PROBLEMS AND TASKS »
#1 Answer these questions from the text on the embedding similarity functions.
(a) What is the default value of k in top_k_similar?
(b) What return type is listed for the function that compares a query vector with multiple vectors?
(c) What does top_k_similar return when return_scores is True?
#2 Continue the text on the embedding similarity functions from its last line.

Calculate similarity between a query vector and multiple vectors.

Parameters:
  • query_vector (List[float]) – Query embedding vector

  • vectors (List[List[float]]) – List of embedding vectors to compare

  • metric (str) – Distance metric (“cosine”, “euclidean”, “manhattan”, “dot”)

Returns:

Similarity/distance scores

Return type:

List[float]

Examples

from kerb.embedding import embed, embed_batch query = embed(“search query”) docs = embed_batch([“doc1”, “doc2”, “doc3”]) scores = batch_similarity(query, docs, metric=”cosine”)

kerb.embedding.top_k_similar(query_vector, vectors, k=5, metric='cosine', return_scores=False)[source]

Find top-k most similar vectors to a query vector.

Parameters:
  • query_vector (List[float]) – Query embedding vector

  • vectors (List[List[float]]) – List of embedding vectors to search

  • k (int) – Number of top results to return

  • metric (str) – Distance metric (“cosine”, “euclidean”, “manhattan”, “dot”)

  • return_scores (bool) – If True, return (index, score) tuples

Returns:

Top-k indices (or index-score pairs)

Saved entries:

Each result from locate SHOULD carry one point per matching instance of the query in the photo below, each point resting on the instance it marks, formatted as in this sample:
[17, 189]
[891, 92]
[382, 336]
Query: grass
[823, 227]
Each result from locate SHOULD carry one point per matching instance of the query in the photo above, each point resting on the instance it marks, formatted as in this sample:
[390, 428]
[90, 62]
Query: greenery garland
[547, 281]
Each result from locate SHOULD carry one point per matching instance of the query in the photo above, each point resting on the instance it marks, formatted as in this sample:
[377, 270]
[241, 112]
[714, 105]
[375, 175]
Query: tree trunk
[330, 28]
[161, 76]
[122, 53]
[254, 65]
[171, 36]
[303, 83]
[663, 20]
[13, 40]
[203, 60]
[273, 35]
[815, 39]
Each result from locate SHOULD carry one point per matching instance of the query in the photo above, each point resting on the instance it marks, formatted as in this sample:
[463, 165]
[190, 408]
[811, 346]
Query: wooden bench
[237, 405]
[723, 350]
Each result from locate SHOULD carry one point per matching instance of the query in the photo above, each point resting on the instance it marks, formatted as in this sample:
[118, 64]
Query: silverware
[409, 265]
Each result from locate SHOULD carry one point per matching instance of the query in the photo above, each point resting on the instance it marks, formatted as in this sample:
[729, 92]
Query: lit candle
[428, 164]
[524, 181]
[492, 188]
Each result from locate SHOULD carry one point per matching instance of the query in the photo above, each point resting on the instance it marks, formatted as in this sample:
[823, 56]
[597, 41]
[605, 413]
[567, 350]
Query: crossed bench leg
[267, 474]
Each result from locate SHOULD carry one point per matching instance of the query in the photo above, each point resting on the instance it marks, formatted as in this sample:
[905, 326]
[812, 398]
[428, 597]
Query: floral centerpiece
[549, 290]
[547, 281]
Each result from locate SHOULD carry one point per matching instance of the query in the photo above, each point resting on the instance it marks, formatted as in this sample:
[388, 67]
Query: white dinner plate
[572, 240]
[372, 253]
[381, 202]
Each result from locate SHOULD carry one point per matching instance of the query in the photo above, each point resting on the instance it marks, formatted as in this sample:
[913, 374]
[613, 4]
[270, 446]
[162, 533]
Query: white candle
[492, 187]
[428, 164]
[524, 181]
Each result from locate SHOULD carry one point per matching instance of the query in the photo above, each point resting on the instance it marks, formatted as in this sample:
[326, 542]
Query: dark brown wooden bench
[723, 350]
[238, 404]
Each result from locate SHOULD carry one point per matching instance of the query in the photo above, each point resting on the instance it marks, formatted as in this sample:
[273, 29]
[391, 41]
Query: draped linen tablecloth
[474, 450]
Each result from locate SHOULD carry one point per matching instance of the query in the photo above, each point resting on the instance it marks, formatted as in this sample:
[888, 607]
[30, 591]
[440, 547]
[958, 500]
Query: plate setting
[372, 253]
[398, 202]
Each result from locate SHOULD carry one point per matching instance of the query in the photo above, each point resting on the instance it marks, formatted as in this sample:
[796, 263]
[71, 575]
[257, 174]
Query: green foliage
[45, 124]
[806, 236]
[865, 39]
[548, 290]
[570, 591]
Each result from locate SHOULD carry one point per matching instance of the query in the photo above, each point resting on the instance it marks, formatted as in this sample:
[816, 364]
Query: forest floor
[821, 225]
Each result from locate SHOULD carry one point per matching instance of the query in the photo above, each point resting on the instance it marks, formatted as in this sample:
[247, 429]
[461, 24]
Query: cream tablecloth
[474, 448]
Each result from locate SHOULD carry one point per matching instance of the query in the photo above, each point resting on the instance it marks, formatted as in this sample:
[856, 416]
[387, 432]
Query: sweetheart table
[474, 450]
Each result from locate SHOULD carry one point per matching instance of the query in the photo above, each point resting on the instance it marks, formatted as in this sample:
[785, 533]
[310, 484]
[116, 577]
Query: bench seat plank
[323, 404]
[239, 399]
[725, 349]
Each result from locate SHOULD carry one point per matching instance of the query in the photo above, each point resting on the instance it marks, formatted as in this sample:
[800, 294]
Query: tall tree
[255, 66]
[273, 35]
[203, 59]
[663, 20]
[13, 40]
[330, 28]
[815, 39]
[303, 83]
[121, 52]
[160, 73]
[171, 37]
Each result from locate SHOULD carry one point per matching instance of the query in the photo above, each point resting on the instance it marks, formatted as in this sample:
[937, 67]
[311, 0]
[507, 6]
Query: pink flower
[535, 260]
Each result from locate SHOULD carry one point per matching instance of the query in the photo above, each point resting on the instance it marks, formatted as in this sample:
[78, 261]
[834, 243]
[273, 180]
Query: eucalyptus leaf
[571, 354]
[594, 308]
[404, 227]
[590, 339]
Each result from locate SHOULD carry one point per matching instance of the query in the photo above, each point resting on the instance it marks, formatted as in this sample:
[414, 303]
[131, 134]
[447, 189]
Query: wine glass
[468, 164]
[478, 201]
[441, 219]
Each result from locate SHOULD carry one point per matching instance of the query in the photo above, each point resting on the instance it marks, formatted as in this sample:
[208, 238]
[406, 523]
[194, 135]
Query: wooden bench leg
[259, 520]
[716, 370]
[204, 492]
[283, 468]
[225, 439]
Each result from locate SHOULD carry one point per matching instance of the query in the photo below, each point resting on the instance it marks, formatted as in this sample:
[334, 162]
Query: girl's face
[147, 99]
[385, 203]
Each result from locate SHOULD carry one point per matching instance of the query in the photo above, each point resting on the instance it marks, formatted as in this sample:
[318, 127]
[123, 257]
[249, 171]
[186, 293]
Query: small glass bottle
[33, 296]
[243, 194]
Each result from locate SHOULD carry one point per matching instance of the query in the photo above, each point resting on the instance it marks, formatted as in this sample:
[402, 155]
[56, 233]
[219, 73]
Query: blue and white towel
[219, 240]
* * *
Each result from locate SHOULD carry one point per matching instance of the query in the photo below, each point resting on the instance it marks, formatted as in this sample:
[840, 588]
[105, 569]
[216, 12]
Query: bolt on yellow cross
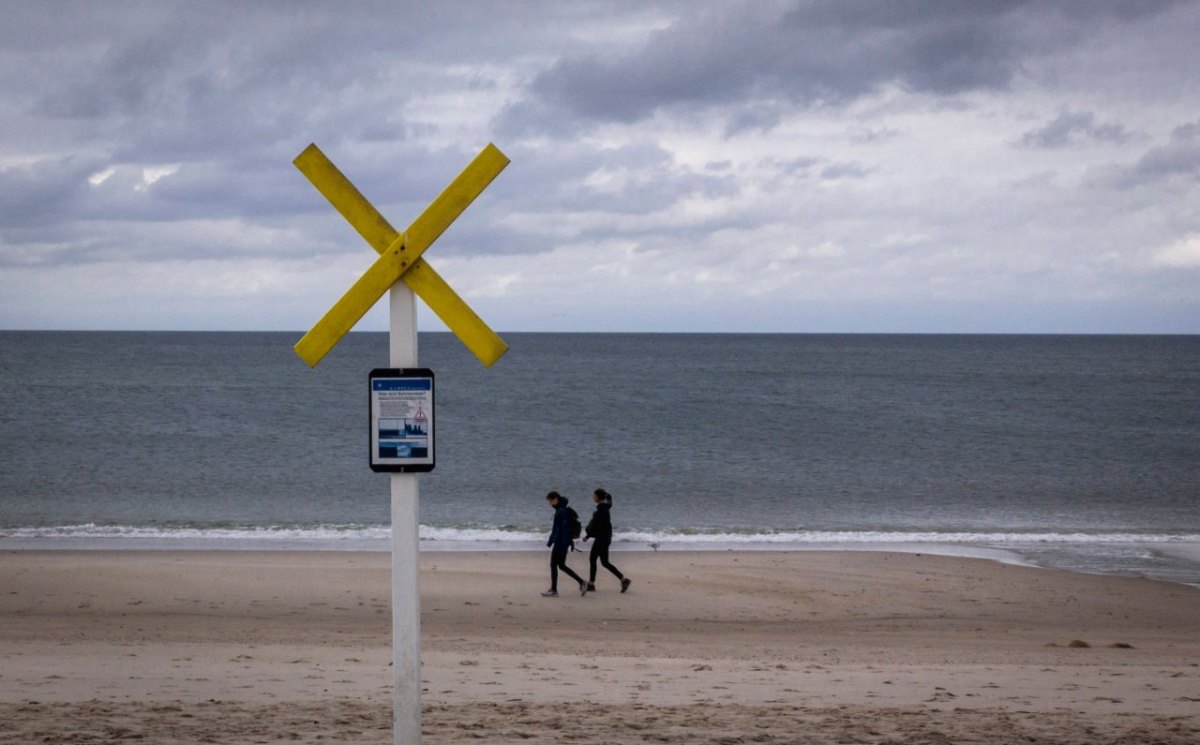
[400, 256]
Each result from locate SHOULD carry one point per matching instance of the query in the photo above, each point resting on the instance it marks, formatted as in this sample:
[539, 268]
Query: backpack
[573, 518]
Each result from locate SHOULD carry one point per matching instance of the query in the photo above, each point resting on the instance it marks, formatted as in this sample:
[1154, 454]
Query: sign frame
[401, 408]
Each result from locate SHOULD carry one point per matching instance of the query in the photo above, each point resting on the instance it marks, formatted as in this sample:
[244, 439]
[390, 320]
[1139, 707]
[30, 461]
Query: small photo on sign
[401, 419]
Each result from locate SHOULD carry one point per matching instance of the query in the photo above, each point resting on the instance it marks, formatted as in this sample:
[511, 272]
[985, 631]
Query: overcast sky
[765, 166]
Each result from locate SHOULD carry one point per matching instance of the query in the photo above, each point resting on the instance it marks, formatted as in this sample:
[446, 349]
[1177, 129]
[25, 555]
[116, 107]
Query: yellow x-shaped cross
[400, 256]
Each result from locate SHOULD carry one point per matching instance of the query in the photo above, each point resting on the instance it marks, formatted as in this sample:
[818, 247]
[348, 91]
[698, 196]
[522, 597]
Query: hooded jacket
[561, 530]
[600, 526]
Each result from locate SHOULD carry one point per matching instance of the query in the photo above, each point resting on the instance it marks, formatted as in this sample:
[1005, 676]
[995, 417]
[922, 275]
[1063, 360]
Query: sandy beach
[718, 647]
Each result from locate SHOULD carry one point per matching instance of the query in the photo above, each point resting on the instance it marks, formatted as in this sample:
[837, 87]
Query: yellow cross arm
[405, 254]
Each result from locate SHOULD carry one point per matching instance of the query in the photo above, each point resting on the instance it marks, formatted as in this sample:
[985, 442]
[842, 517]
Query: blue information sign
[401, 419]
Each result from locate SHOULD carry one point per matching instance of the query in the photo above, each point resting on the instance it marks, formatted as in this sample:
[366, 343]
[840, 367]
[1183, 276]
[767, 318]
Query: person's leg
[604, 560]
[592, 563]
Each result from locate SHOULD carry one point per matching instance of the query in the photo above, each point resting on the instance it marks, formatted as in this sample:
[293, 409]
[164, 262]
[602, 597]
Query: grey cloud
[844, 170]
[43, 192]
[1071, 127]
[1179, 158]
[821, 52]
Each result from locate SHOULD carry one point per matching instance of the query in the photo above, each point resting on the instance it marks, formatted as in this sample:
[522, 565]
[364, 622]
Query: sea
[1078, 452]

TASK ANSWERS »
#1
(a) 5
(b) List[float]
(c) (index, score) tuples

#2
Return type:

Union[List[int], List[Tuple[int, float]]]

Examples

from kerb.embedding import embed, embed_batch query = embed(“search query”) docs = embed_batch([“doc1”, “doc2”, “doc3”]) indices = top_k_similar(query, docs, k=2) # Or with scores results = top_k_similar(query, docs, k=2, return_scores=True)

kerb.embedding.normalize_vector(vector)[source]

Normalize a vector to unit length (L2 norm = 1).

Parameters:

vector (List[float]) – Input vector

Returns:

Normalized vector

Return type:

List[float]

kerb.embedding.vector_magnitude(vector)[source]

Calculate the magnitude (L2 norm) of a vector.

Parameters:

vector (List[float]) – Input vector

Returns:

Vector magnitude

Return type:

float

kerb.embedding.mean_pooling(vectors)[source]

Calculate the mean of multiple vectors (centroid).

Useful for averaging embeddings of multiple texts.

Parameters:

vectors (List[List[float]]) – List of vectors to average

Returns:

Mean vector

Return type:

List[float]

Examples

from kerb.embedding import embed_batch # Average embeddings of multiple sentences sentences = [“First sentence.”, “Second sentence.”, “Third sentence.”] embeddings = embed_batch(sentences) avg_embedding = mean_pooling(embeddings)

kerb.embedding.weighted_mean_pooling(vectors, weights)[source]

Calculate weighted mean of multiple vectors.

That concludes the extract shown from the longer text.